◆ GIVEN RECORDS

= Beginning of Section =

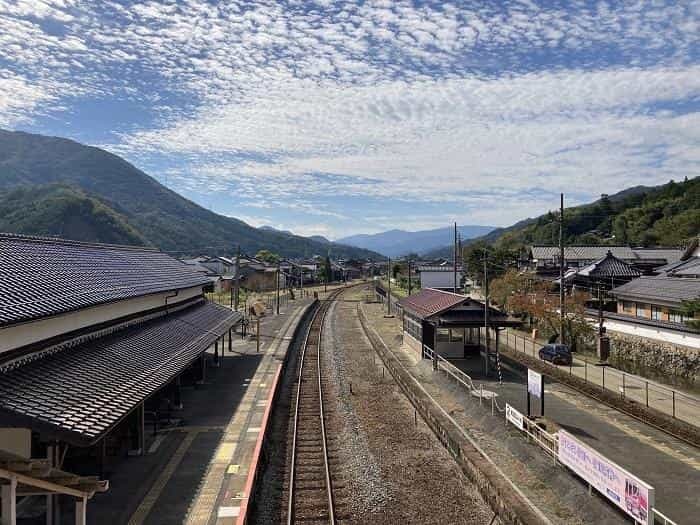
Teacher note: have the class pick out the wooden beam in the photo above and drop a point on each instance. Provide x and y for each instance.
(9, 502)
(40, 484)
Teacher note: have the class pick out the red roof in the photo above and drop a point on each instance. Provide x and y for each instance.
(430, 301)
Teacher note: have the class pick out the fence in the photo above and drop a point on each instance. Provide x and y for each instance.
(546, 441)
(649, 393)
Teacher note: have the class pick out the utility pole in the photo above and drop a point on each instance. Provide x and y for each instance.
(561, 269)
(486, 316)
(454, 269)
(278, 287)
(301, 278)
(388, 279)
(238, 276)
(409, 276)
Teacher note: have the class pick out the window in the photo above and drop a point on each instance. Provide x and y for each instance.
(412, 327)
(640, 311)
(675, 316)
(456, 335)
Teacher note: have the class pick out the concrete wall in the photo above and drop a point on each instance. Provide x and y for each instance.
(661, 356)
(654, 334)
(27, 333)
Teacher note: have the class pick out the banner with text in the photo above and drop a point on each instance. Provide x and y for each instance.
(534, 383)
(515, 417)
(628, 492)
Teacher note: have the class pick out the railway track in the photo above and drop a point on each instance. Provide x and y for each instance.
(310, 488)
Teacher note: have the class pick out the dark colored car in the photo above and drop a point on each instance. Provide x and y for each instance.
(557, 354)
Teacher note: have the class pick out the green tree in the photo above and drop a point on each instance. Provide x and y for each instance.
(267, 256)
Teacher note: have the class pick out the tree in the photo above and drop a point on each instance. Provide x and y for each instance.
(503, 288)
(542, 307)
(267, 256)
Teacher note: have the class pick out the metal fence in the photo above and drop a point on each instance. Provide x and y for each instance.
(629, 386)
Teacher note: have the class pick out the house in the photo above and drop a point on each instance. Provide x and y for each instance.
(605, 274)
(447, 323)
(544, 260)
(93, 338)
(441, 277)
(656, 298)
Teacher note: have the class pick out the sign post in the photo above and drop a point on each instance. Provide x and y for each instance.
(535, 386)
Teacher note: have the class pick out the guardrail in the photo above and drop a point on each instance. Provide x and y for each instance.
(545, 440)
(675, 403)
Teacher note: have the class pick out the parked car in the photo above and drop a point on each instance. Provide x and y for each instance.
(556, 353)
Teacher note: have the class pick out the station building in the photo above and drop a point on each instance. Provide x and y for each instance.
(95, 340)
(450, 324)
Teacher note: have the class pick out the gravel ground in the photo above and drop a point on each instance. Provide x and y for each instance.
(390, 462)
(559, 495)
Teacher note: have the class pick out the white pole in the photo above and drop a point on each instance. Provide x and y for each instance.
(80, 511)
(9, 502)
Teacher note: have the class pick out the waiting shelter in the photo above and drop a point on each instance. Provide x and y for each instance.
(450, 324)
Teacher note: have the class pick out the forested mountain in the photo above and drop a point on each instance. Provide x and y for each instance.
(394, 243)
(666, 215)
(55, 186)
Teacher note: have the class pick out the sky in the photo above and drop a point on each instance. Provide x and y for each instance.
(335, 118)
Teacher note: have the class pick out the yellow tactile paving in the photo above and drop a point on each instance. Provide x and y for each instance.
(248, 414)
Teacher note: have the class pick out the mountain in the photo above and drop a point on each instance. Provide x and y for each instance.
(67, 212)
(119, 203)
(394, 243)
(666, 215)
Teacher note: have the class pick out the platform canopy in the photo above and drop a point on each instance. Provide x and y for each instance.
(78, 392)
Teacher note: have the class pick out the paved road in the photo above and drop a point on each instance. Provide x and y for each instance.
(644, 391)
(668, 464)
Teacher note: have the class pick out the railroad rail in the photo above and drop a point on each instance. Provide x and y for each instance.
(310, 487)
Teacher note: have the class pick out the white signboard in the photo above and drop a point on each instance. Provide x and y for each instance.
(515, 417)
(628, 492)
(534, 383)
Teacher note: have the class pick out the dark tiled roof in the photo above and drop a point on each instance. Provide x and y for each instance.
(609, 266)
(660, 289)
(81, 392)
(666, 254)
(587, 253)
(687, 268)
(40, 277)
(430, 301)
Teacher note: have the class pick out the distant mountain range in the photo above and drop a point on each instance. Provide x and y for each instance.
(394, 243)
(55, 186)
(666, 215)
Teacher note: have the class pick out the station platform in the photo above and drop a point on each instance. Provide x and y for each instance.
(198, 470)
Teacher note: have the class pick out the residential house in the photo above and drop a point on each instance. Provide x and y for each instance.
(603, 274)
(441, 277)
(544, 260)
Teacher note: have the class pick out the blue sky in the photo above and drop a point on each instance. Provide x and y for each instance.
(336, 118)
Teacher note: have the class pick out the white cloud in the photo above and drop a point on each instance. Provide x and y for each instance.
(427, 103)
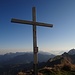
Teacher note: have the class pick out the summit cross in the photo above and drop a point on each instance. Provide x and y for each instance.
(34, 24)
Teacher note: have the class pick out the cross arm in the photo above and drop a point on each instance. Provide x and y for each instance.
(31, 22)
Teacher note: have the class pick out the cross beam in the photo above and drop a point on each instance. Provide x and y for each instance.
(34, 24)
(31, 22)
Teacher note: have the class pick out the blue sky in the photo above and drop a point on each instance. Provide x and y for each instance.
(18, 37)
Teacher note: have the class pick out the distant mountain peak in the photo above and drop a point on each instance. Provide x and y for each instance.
(72, 51)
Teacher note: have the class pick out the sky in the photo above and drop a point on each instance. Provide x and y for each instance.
(16, 37)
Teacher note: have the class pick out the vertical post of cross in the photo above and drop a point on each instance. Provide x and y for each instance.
(35, 48)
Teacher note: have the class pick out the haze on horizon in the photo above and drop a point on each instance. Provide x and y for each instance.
(18, 37)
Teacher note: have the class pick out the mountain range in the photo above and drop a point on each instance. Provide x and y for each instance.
(15, 62)
(23, 57)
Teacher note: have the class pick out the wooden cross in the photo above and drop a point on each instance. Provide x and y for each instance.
(34, 24)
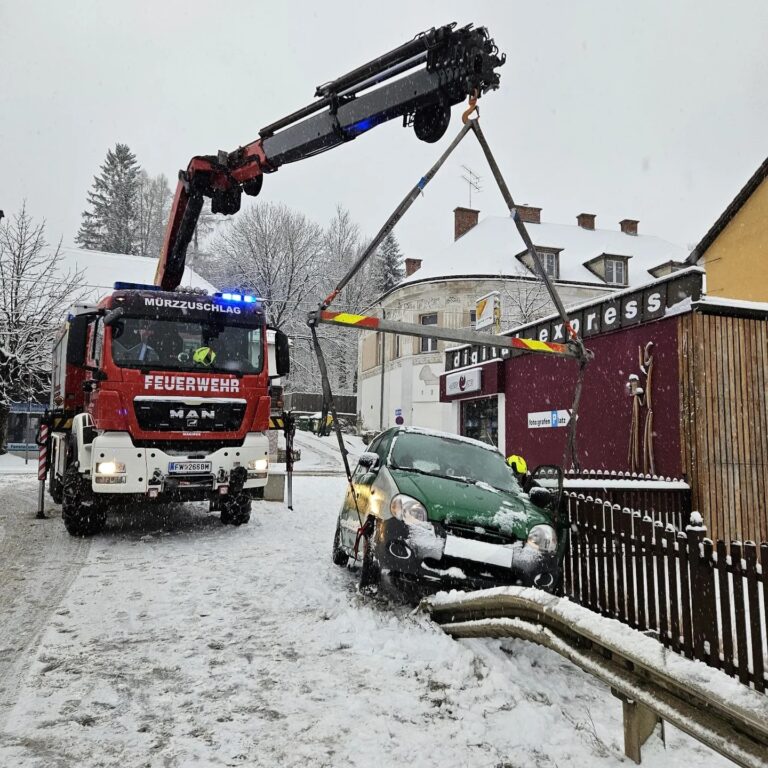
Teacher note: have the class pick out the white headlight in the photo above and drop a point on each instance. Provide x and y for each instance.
(409, 510)
(110, 468)
(543, 537)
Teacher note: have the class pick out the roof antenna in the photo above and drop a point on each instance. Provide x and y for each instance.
(473, 182)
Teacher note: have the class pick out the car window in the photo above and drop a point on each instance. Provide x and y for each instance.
(456, 459)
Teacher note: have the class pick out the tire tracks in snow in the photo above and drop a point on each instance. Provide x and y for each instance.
(39, 561)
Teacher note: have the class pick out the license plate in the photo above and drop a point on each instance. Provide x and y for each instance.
(188, 467)
(479, 551)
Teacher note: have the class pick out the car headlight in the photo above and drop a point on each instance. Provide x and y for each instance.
(110, 468)
(409, 510)
(543, 537)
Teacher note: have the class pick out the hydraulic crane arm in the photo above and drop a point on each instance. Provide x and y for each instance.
(514, 345)
(419, 81)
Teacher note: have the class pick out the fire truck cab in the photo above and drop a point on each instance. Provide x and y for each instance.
(161, 395)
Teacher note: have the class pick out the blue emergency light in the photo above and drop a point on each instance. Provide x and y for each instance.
(238, 297)
(121, 286)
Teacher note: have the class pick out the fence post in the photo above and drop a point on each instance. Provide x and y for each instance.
(703, 612)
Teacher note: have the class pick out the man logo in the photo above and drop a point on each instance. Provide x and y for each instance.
(192, 416)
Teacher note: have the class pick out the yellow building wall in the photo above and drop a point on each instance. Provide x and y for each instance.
(737, 261)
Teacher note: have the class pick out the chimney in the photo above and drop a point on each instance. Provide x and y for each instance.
(629, 226)
(463, 220)
(529, 214)
(411, 266)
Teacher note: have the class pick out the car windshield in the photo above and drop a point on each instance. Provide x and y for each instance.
(455, 459)
(180, 346)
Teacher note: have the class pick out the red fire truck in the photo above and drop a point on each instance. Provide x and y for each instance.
(161, 395)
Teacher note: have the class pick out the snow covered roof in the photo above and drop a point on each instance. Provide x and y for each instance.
(490, 248)
(101, 270)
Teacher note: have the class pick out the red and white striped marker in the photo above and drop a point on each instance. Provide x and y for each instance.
(43, 456)
(42, 463)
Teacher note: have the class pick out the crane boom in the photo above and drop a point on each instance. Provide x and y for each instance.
(419, 81)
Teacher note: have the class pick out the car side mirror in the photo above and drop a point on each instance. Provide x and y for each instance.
(369, 461)
(549, 478)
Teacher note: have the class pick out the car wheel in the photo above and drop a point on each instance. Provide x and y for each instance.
(236, 509)
(338, 555)
(370, 571)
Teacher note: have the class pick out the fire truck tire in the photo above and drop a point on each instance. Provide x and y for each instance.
(83, 515)
(55, 488)
(236, 509)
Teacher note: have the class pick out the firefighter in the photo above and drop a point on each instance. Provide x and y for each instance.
(204, 356)
(519, 468)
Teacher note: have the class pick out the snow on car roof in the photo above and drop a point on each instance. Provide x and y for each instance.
(450, 436)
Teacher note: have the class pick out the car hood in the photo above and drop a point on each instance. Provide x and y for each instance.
(455, 501)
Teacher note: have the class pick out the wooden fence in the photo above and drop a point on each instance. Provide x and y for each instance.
(705, 600)
(664, 499)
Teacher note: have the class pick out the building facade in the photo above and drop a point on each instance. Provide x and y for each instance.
(678, 387)
(734, 252)
(399, 376)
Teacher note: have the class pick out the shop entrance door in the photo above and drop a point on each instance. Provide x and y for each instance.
(480, 419)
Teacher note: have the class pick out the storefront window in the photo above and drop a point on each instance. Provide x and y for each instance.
(480, 419)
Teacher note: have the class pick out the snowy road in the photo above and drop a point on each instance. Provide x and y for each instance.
(172, 641)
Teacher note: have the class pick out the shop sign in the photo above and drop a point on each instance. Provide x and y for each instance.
(466, 381)
(627, 309)
(549, 419)
(488, 311)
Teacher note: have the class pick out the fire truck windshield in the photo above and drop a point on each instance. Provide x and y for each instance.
(140, 342)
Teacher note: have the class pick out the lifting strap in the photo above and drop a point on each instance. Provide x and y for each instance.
(582, 354)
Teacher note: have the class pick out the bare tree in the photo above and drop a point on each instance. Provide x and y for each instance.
(153, 208)
(274, 251)
(35, 291)
(523, 300)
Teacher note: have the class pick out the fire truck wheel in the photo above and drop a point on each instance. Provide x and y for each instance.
(236, 509)
(55, 488)
(83, 515)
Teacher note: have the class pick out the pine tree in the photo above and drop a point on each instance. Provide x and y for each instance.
(390, 263)
(112, 222)
(154, 205)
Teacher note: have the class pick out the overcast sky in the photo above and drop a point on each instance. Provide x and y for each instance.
(653, 110)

= End of Section =

◆ WHAT YOU ARE ASKED TO DO
Set down each line from the line containing "Teacher note: have the class pick out the fire truck wheel" through the final line of the data, exactly and with nothing added.

◆ ANSWER TO THIS PROBLEM
Teacher note: have the class pick out the fire truck wheel in the photo above and drop a point on each instance. Provide x and y for each instance.
(236, 509)
(55, 488)
(83, 515)
Teacher note: have the class pick out the pine tree in the photo above and drop a point on each instance. Provide x and y for each instance.
(390, 263)
(112, 222)
(154, 205)
Teacher note: have the class pick out the overcast sky in the photo above and drop a point on each instance. Provide x and y for each instance.
(653, 110)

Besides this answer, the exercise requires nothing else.